Items from a dataset
....
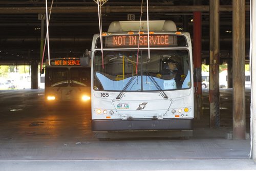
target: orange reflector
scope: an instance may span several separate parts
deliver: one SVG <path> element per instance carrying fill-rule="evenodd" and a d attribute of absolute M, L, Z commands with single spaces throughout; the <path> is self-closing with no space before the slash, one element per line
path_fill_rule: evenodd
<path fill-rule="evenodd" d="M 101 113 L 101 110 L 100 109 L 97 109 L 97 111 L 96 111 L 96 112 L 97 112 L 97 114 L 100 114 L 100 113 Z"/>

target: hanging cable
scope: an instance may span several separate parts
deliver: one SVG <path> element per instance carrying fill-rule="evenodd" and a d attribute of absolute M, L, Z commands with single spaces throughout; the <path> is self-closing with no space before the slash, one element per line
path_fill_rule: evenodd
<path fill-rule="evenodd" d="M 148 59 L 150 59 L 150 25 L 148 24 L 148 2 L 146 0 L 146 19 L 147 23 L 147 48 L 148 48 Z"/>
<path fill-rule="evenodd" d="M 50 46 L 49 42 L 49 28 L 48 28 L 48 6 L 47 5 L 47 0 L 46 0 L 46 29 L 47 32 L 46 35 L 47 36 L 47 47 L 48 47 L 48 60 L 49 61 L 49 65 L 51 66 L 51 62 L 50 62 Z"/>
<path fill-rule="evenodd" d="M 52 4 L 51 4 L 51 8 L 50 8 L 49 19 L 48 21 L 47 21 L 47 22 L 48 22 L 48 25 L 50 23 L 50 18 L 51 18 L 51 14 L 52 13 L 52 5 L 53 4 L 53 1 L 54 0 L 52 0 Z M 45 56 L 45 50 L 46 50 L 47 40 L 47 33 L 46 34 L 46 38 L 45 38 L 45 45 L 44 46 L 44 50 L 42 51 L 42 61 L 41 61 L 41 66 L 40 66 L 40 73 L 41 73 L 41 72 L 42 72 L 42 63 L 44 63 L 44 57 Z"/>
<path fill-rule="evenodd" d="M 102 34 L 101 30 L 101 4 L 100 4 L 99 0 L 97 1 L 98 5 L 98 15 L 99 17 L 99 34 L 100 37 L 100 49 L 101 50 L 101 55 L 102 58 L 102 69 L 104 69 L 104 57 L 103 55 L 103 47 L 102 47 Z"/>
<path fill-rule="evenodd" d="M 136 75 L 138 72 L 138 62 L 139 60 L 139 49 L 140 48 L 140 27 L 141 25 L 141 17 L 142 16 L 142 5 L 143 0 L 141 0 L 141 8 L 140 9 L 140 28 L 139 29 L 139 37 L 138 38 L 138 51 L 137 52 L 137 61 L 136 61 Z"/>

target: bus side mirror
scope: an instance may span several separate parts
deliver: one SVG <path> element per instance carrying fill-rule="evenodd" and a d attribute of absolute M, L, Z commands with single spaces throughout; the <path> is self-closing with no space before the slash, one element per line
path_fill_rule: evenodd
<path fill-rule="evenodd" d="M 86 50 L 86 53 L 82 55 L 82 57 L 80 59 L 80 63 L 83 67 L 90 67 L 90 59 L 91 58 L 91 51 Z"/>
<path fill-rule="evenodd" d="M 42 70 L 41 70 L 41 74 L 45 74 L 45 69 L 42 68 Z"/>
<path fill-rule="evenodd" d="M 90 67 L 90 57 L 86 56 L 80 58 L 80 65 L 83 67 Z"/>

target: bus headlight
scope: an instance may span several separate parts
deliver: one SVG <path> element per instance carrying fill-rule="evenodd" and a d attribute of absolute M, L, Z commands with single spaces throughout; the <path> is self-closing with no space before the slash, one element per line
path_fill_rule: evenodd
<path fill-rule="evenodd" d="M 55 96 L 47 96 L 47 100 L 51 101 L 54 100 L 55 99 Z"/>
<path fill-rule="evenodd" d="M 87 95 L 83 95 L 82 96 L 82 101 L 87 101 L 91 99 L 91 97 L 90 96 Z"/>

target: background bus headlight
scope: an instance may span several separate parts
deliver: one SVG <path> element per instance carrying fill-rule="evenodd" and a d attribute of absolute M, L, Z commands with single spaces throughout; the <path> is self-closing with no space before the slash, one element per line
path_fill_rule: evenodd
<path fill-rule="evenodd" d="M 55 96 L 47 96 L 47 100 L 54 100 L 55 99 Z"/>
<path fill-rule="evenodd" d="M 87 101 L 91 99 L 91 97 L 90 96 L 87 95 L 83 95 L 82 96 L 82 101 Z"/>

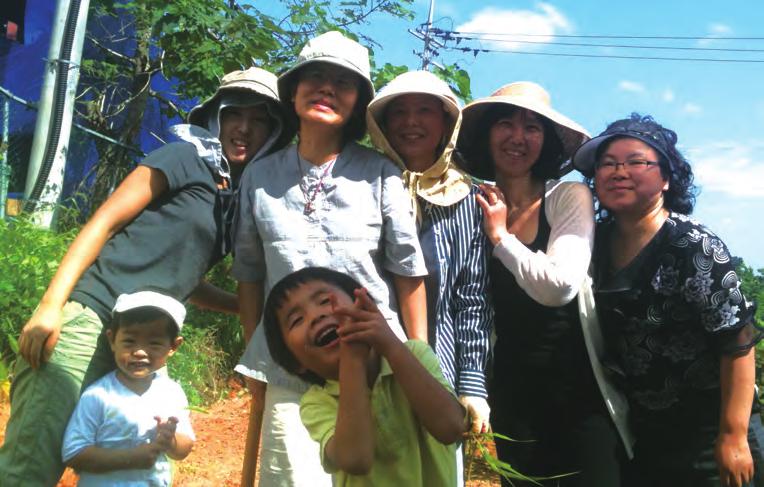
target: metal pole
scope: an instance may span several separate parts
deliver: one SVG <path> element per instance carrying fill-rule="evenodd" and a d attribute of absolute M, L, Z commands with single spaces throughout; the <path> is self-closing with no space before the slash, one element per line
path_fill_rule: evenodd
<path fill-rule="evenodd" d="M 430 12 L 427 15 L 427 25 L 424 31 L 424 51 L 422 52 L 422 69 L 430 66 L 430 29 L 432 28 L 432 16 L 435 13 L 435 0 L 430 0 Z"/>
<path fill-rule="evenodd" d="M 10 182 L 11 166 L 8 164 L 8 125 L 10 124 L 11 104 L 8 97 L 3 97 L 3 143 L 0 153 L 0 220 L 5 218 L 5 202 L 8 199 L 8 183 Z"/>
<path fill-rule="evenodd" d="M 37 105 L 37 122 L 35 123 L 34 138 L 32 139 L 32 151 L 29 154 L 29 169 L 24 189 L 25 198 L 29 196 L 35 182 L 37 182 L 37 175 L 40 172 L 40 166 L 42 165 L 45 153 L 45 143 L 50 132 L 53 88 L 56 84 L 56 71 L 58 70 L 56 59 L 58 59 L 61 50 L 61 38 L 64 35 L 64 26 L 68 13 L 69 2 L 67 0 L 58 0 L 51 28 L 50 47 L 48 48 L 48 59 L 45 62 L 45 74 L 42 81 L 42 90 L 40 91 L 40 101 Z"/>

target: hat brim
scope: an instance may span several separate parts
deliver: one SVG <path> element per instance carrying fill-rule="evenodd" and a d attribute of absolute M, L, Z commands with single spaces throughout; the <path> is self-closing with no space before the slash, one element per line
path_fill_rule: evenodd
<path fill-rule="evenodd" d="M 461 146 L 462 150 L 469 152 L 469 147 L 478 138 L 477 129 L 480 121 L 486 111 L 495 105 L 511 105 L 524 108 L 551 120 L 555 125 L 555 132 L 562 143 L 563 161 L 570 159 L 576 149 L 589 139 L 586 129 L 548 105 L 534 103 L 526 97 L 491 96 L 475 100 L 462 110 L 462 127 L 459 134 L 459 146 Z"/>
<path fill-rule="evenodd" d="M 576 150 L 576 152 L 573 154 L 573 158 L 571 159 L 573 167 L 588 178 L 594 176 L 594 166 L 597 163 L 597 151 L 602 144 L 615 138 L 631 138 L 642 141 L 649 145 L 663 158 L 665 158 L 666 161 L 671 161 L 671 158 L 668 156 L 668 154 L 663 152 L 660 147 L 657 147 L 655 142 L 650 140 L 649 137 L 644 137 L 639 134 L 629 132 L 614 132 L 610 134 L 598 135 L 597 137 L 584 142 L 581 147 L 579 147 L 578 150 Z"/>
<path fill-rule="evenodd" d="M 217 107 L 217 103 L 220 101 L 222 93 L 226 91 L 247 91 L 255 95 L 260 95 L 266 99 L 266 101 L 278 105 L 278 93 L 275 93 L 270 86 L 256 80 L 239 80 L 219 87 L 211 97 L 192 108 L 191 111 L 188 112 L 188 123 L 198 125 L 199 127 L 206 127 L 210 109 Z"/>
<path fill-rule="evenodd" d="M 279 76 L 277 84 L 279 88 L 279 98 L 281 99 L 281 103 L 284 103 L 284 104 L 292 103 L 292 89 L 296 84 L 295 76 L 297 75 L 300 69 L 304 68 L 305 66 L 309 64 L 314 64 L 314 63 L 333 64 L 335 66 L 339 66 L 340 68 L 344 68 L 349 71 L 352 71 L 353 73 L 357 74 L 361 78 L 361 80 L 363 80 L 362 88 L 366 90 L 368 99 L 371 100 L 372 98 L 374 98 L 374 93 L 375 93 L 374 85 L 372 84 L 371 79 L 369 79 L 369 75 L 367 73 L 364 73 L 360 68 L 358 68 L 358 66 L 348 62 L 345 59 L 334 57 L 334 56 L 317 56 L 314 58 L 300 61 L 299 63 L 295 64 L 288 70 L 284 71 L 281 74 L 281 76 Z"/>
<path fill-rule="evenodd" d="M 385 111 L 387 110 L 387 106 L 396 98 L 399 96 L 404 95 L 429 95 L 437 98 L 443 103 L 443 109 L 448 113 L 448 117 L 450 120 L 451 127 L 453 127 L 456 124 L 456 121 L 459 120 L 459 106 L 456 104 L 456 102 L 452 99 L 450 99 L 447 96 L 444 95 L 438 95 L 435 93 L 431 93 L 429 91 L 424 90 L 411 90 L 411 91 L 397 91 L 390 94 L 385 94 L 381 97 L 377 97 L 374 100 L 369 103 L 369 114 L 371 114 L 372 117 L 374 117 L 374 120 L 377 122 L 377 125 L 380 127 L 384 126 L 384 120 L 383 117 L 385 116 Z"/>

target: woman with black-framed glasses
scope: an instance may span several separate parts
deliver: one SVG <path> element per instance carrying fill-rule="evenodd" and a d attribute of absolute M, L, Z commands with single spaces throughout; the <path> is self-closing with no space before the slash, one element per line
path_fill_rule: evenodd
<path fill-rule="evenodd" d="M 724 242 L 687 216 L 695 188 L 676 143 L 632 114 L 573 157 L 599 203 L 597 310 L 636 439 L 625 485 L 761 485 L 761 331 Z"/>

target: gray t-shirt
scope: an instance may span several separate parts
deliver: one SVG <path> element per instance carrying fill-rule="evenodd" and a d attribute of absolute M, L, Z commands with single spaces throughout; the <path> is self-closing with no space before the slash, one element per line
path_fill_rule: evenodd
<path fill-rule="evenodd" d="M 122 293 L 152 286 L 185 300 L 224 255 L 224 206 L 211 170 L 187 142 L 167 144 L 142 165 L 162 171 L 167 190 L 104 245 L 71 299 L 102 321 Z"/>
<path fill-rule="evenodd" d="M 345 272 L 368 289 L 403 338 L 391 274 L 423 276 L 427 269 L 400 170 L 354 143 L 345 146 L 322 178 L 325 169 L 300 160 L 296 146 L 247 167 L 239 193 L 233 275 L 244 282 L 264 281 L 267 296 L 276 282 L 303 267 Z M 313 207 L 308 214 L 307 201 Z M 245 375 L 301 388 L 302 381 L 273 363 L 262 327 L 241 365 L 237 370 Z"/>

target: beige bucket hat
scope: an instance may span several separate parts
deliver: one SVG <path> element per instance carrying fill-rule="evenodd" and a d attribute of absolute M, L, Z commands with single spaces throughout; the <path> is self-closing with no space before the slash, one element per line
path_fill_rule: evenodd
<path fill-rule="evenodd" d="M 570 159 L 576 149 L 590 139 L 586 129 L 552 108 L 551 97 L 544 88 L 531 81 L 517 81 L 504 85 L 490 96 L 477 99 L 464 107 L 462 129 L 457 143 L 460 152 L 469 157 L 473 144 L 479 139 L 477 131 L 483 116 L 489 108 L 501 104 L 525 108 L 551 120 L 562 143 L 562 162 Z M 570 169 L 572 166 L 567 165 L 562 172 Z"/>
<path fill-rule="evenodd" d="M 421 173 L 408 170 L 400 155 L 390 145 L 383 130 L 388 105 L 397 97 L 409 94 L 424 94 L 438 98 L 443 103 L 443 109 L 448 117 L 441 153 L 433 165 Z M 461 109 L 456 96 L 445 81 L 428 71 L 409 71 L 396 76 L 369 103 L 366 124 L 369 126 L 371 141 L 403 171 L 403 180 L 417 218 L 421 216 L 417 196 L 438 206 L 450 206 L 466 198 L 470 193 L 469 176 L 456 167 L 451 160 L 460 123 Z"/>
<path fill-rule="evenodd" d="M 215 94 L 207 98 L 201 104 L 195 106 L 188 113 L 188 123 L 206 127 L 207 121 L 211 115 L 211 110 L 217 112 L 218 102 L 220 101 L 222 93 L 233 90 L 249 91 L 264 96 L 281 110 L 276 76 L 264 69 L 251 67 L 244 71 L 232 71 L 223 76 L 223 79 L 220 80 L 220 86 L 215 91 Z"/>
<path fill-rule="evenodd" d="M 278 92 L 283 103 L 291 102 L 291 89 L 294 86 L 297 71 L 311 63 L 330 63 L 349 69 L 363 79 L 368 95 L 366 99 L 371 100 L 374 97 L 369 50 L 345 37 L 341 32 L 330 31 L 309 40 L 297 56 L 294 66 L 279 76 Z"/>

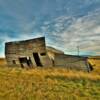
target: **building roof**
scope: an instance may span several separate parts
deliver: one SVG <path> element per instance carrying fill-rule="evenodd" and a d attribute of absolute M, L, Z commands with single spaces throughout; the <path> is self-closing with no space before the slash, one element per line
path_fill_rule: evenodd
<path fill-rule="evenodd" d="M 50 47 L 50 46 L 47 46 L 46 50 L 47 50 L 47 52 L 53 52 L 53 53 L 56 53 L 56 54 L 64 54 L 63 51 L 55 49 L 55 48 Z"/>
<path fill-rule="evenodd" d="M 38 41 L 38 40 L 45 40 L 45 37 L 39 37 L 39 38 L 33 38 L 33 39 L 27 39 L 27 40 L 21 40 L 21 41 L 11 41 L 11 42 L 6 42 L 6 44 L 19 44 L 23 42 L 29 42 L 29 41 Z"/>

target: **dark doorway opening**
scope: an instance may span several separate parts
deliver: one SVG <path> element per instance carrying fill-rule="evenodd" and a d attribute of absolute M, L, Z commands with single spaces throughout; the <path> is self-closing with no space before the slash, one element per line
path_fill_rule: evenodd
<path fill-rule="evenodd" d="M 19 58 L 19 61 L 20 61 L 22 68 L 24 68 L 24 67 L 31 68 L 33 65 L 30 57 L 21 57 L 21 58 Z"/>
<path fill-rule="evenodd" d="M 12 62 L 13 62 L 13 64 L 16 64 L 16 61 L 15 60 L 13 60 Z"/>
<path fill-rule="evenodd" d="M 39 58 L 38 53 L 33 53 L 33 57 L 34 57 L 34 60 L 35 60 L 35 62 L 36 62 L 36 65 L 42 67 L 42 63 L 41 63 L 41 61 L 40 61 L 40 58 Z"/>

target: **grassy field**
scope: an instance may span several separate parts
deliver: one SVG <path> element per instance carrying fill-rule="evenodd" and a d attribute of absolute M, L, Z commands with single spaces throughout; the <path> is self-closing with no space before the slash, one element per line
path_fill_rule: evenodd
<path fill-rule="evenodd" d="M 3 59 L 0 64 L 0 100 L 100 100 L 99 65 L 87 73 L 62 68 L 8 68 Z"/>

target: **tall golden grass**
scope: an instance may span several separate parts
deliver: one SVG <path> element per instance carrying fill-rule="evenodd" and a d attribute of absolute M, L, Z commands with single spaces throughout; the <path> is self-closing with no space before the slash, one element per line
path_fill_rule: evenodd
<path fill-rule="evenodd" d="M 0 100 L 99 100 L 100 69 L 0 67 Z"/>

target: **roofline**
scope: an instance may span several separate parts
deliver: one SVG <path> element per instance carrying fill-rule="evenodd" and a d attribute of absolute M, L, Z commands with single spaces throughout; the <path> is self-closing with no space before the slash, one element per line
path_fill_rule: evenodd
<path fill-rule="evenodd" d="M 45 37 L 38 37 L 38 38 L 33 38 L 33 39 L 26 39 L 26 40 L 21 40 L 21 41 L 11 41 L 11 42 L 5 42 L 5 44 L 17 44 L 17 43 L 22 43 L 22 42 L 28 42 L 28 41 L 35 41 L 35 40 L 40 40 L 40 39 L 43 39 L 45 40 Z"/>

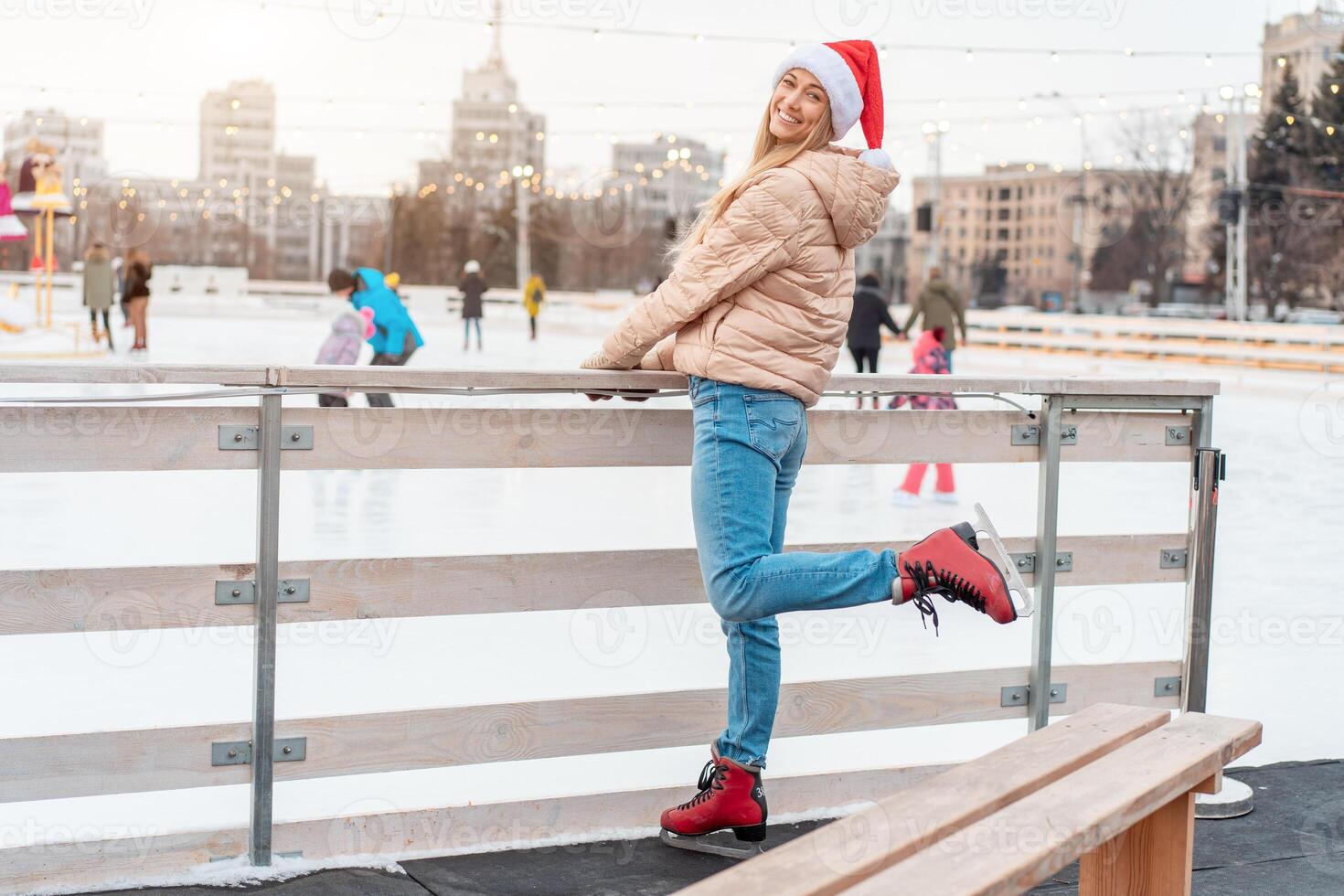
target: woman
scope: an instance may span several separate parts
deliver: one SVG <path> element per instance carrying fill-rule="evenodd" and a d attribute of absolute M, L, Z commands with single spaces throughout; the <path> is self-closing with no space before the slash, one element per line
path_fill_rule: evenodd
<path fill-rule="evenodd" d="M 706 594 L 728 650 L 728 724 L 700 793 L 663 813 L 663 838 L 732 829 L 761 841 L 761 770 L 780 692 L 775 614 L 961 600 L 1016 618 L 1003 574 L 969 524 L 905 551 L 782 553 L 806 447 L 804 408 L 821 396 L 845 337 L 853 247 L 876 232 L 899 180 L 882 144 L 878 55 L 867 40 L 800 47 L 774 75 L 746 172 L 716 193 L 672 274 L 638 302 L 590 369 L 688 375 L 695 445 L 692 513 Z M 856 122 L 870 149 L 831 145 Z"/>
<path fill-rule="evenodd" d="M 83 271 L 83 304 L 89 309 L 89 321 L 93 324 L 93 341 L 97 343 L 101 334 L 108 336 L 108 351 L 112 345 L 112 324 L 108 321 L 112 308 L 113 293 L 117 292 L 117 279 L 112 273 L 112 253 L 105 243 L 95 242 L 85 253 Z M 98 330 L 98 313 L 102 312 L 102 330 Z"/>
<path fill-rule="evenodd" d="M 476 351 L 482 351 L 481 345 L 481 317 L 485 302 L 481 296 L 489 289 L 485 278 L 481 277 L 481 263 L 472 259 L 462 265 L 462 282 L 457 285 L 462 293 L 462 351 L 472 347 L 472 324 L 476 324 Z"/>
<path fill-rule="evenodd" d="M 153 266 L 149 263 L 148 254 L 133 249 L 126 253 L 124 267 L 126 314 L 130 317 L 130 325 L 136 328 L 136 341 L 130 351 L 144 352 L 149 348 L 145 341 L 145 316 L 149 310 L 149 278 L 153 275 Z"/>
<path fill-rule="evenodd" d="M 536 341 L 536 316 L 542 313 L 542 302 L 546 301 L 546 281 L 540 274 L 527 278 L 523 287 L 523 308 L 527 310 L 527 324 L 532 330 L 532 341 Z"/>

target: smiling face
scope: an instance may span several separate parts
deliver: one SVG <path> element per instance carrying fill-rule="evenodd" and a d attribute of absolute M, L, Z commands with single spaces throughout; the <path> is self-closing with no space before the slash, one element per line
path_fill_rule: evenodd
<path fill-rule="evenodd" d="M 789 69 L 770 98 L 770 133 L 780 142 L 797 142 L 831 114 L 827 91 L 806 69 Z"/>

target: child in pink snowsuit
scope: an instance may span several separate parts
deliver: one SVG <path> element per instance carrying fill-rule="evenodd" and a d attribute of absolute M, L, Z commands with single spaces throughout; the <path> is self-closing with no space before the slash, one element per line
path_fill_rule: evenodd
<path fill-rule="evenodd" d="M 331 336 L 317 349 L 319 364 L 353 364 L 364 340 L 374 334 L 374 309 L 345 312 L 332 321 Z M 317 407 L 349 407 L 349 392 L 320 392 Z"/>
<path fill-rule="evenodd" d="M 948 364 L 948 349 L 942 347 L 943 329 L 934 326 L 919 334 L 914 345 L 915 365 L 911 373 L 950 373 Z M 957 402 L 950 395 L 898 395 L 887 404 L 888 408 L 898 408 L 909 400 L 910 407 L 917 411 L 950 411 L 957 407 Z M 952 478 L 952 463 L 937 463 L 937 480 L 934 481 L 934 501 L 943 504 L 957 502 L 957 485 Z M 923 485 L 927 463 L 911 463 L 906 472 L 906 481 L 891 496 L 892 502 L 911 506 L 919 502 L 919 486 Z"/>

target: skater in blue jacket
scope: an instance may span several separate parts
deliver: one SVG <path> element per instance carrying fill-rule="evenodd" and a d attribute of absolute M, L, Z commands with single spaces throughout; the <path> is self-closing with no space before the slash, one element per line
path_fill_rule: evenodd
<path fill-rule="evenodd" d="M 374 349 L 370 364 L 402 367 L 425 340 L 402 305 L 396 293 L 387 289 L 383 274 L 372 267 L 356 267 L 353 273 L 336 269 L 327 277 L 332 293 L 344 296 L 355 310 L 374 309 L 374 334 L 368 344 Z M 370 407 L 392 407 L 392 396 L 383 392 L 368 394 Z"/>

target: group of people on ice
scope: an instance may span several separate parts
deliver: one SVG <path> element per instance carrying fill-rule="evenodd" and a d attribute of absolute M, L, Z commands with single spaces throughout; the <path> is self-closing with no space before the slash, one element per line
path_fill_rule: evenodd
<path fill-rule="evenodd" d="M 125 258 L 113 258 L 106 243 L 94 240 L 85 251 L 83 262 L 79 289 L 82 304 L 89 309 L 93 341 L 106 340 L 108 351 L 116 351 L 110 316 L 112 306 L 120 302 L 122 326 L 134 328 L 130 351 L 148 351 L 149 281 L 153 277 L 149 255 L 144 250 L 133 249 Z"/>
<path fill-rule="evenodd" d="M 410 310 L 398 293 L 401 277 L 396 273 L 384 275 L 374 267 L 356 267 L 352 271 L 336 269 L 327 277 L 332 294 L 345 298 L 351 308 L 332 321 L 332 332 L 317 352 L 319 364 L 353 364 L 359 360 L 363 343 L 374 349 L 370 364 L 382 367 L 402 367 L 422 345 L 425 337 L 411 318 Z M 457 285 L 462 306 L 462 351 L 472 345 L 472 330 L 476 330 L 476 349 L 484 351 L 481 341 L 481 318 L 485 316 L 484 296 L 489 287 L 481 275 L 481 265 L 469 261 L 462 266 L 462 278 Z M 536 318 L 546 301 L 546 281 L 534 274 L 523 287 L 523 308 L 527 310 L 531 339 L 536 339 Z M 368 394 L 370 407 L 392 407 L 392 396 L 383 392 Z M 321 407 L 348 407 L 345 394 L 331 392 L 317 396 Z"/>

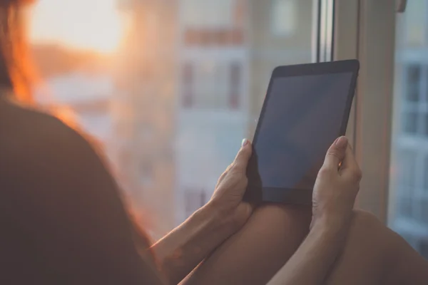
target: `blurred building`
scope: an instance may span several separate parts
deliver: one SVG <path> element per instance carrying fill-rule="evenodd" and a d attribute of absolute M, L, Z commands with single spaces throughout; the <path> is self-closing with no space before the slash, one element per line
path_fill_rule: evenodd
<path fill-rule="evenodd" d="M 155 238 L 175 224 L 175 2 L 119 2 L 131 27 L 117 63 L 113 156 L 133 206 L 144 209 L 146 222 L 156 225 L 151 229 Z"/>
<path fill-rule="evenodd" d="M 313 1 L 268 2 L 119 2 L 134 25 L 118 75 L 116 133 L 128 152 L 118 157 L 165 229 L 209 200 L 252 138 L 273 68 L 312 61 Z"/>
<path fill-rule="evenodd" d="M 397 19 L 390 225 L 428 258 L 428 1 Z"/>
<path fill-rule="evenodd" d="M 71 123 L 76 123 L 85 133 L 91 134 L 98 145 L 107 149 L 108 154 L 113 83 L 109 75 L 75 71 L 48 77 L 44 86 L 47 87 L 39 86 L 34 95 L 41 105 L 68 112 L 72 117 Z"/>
....
:: EXERCISE TASK ::
Swap "orange reflector" for "amber reflector" in everything from the start of the records down to the line containing "101 113 L 101", and leave all else unchanged. Omit the pictures from your answer.

:: ANSWER IN FULL ::
target: amber reflector
scope: an instance may span several separate parts
deliver: one SVG <path> element per instance carrying fill-rule="evenodd" and a d attribute of absolute M, L, Z commands with single spaces throughout; the <path> is self-closing with no space before the slash, one element per line
path_fill_rule: evenodd
<path fill-rule="evenodd" d="M 101 113 L 101 110 L 100 109 L 97 109 L 97 111 L 96 111 L 96 112 L 97 112 L 97 114 L 100 114 L 100 113 Z"/>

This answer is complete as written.